TE DOEN
**1.** Schrijf uit de tekst over Butch Cassidy en Sundance Kid letterlijk over van "zittend: Harry Longbaugh" tot en met "koeien en paarden.".
**2.** Vertaal deze zin uit de tekst over Butch Cassidy en Sundance Kid in het Engels: "Met een Brits stoomschip reizen ze naar Argentinië waar ze een ranch beginnen in Cholila, een dorpje in het schaars bevolkte Patagonië."

LEESTEKST
◆ ◆ ◆

Butch Cassidy & the Sundance Kid

Het onafscheidelijke bandietenteam

staand: William Carver en Harvey Logan

zittend: Harry Longbaugh (Sundance Kid), Ben Kilpatrick, Robert Leroy Parker (Butch Cassidy)

 

Na jaren succesvol banken, treinen en loongeldtransporten te hebben overvallen in de Rocky Mountains hebben ze duizend dollar beloning op hun hoofd staan en een aantal hardnekkige premiejagers "the Pinkertons" achter hen aan. Robert Leroy Parker (1866) alias Butch Cassidy en Harry Alonzo Longabough (1867) alias Sundance Kid, besluiten als onafscheidelijke bandietenteam in 1901 te vluchten naar Zuid Amerika. Met een Brits stoomschip reizen ze naar Argentinië waar ze een ranch beginnen in Cholila, een dorpje in het schaars bevolkte Patagonië. Een paar jaar lijken ze hun bandietenbestaan voorgoed achter zich te hebben gelaten met het fokken van schapen, koeien en paarden.

Helaas kregen de Pinkertons lucht van hun verblijf in het zuiden van Argentinië en gaven een detective de opdracht de bandieten op te sporen. Intussen lieten de Pinkertons vertalingen van de "wanted" posters verspreiden onder de politie van Argentinië. Toen in 1905 twee gringo’s een bank zevenhonderd mijl ten zuiden van Cholila overvielen, werden Butch en Sundance direct hoofdverdachten. Precies op tijd kwam hun de valse beschuldiging ter ore. Voordat ze konden worden opgepakt, verlieten Butch en Sundance ijlings hun vredige Cholila en gingen naar Chili. Vanuit Chili keerden ze nog enkele malen terug naar Argentinië, éénmaal om een bank te overvallen en éénmaal om hun vee in Cholila te verkopen.

Daarna trok het stel naar Bolivia waar ze hoog in de Andes werk vonden in een tinmijn. In 1906 werden ze belast met het bewaken van de loongeldtransporten.

Hoezo de kat op het spek binden??

Twee jaar later stapten ze op om een ranch te beginnen bij Santa Cruz, een grensstad in de subtropische savannen van Bolivia. Maar ze werden door de tin mijn vals beschuldigd van twee overvallen op loongeldtransporten van de spoorwegonderneming.

Na de beschuldigingen doken ze op in Tupiza om een bank te overvallen om hun ranchplannen te kunnen financieren (verdacht waren ze toch al). Domme pech bracht een garnizoen soldaten naar Tupiza die verbleven in een hotel recht tegenover de bank. Gefrustreerd verplaatsten ze hun aandacht naar de loongeldtransporten van de mijnonderneming Aramayo. De opbrengst viel tegen en ze stalen naast het geld ook de gemerkte ezel. Binnen een dag waren alle locale autoriteiten en de mijnwerkers die hun loon kwijt waren gealarmeerd.

◆ ◆ ◆

AANGELEVERDE GEGEVENS
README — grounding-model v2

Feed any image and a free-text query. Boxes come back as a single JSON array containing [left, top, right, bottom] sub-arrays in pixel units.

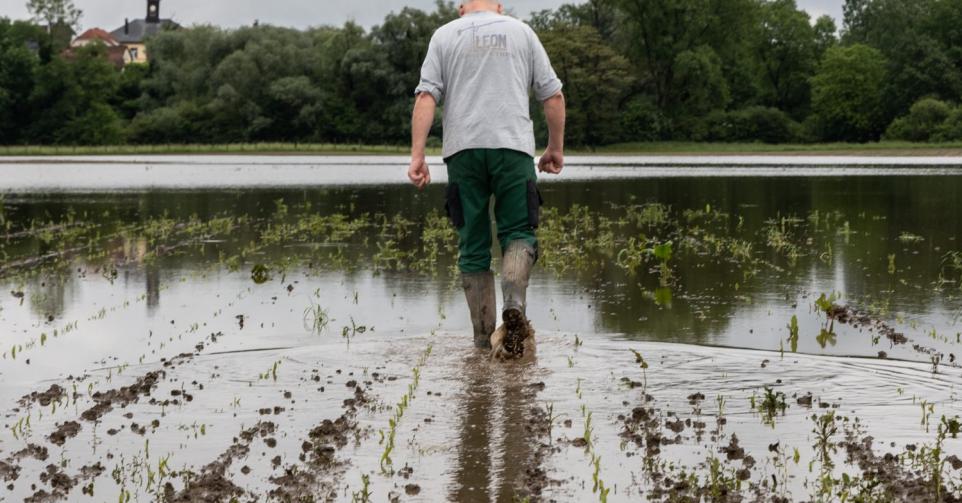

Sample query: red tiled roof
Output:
[[77, 28, 118, 45]]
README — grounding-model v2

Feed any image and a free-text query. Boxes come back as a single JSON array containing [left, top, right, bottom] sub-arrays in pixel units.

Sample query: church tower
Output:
[[145, 0, 160, 23]]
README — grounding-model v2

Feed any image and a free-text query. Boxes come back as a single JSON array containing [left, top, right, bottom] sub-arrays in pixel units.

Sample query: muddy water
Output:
[[0, 158, 962, 501]]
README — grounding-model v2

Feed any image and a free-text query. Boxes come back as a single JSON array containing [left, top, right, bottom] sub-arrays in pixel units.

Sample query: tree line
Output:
[[0, 0, 962, 147]]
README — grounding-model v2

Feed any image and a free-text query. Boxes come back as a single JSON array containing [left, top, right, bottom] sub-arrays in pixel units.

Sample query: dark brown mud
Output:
[[163, 421, 276, 503]]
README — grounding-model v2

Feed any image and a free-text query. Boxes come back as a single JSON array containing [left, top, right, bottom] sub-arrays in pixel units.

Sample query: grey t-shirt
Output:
[[414, 11, 561, 158]]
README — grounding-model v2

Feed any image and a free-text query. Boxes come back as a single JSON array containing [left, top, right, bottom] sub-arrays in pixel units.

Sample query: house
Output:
[[63, 28, 132, 68], [110, 0, 180, 63]]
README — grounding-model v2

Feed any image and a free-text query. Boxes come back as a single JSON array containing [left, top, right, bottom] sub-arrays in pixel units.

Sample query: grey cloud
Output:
[[0, 0, 842, 30]]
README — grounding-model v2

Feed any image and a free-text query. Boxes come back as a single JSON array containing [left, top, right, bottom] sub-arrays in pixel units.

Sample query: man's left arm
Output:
[[529, 30, 565, 175]]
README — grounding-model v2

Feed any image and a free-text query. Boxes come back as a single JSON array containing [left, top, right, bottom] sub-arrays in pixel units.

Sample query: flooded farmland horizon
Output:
[[0, 156, 962, 502]]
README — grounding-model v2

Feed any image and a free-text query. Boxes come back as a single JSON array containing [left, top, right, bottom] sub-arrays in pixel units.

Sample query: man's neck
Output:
[[463, 5, 498, 16]]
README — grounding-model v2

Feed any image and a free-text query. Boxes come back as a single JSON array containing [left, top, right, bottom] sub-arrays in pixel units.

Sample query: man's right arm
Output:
[[408, 92, 437, 189], [408, 33, 444, 189]]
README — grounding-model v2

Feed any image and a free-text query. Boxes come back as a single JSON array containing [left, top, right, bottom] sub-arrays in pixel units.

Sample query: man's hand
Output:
[[408, 155, 431, 190], [538, 148, 565, 175], [408, 92, 437, 189]]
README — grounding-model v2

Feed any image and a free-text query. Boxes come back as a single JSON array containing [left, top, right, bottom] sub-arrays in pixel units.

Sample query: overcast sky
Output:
[[0, 0, 843, 31]]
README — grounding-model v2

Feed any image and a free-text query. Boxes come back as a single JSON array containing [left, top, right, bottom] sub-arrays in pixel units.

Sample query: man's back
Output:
[[415, 11, 561, 158]]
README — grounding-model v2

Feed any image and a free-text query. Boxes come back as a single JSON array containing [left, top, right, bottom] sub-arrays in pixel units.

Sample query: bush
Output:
[[621, 96, 669, 142], [705, 106, 801, 143], [932, 107, 962, 142], [811, 44, 888, 142], [885, 98, 952, 142], [130, 107, 196, 145]]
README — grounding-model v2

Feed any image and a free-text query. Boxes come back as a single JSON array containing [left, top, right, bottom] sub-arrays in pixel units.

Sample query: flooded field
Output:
[[0, 157, 962, 502]]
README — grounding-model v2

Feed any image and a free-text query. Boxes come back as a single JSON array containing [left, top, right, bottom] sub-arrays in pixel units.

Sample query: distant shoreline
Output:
[[0, 142, 962, 159]]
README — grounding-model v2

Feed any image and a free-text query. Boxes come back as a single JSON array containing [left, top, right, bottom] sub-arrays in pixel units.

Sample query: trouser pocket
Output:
[[528, 180, 544, 229], [444, 183, 464, 229]]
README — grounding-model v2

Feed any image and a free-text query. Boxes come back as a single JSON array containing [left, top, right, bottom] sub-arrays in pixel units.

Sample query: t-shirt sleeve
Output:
[[414, 33, 444, 103], [528, 30, 562, 101]]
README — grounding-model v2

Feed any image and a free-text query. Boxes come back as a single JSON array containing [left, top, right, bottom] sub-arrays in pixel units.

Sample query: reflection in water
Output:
[[450, 351, 536, 503]]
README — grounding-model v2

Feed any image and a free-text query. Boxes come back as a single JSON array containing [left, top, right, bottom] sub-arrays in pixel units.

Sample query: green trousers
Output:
[[444, 149, 542, 273]]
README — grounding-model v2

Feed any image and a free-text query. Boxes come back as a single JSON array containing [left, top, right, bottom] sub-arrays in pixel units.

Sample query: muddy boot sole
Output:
[[502, 309, 528, 357]]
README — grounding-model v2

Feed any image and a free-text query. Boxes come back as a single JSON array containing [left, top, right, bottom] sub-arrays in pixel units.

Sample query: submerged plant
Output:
[[788, 315, 798, 353], [751, 386, 788, 427], [304, 301, 330, 335]]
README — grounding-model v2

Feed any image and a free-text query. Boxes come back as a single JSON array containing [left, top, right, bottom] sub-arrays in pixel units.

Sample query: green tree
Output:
[[27, 0, 83, 54], [27, 0, 83, 30], [757, 0, 819, 117], [613, 0, 758, 135], [28, 44, 124, 145], [0, 19, 40, 145], [535, 25, 631, 146], [885, 98, 952, 141], [812, 44, 887, 141]]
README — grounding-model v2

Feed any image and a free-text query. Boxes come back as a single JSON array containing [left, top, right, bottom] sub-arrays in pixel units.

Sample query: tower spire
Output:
[[147, 0, 160, 23]]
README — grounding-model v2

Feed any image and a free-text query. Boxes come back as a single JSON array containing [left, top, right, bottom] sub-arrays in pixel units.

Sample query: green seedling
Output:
[[812, 411, 838, 469], [351, 474, 372, 503], [304, 301, 331, 335], [788, 315, 798, 353]]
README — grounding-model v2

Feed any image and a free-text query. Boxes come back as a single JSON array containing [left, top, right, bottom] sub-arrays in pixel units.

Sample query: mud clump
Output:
[[163, 421, 277, 503], [47, 421, 80, 446], [841, 428, 962, 503], [718, 434, 745, 461], [23, 464, 77, 503], [13, 444, 49, 461], [80, 368, 166, 422], [19, 384, 67, 407], [0, 461, 20, 482], [164, 473, 244, 503]]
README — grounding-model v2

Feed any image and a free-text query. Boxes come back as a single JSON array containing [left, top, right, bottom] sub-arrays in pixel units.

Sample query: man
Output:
[[408, 0, 565, 356]]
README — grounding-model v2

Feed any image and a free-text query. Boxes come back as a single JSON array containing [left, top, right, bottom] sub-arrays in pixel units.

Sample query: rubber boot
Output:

◆ ◆ ◆

VOLLEDIGE ANTWOORDEN
**1.**
zittend: Harry Longbaugh (Sundance Kid), Ben Kilpatrick, Robert Leroy Parker (Butch Cassidy)

 

Na jaren succesvol banken, treinen en loongeldtransporten te hebben overvallen in de Rocky Mountains hebben ze duizend dollar beloning op hun hoofd staan en een aantal hardnekkige premiejagers "the Pinkertons" achter hen aan. Robert Leroy Parker (1866) alias Butch Cassidy en Harry Alonzo Longabough (1867) alias Sundance Kid, besluiten als onafscheidelijke bandietenteam in 1901 te vluchten naar Zuid Amerika. Met een Brits stoomschip reizen ze naar Argentinië waar ze een ranch beginnen in Cholila, een dorpje in het schaars bevolkte Patagonië. Een paar jaar lijken ze hun bandietenbestaan voorgoed achter zich te hebben gelaten met het fokken van schapen, koeien en paarden.

**2.** They travel on a British steamship to Argentina, where they start a ranch in Cholila, a small village in sparsely populated Patagonia.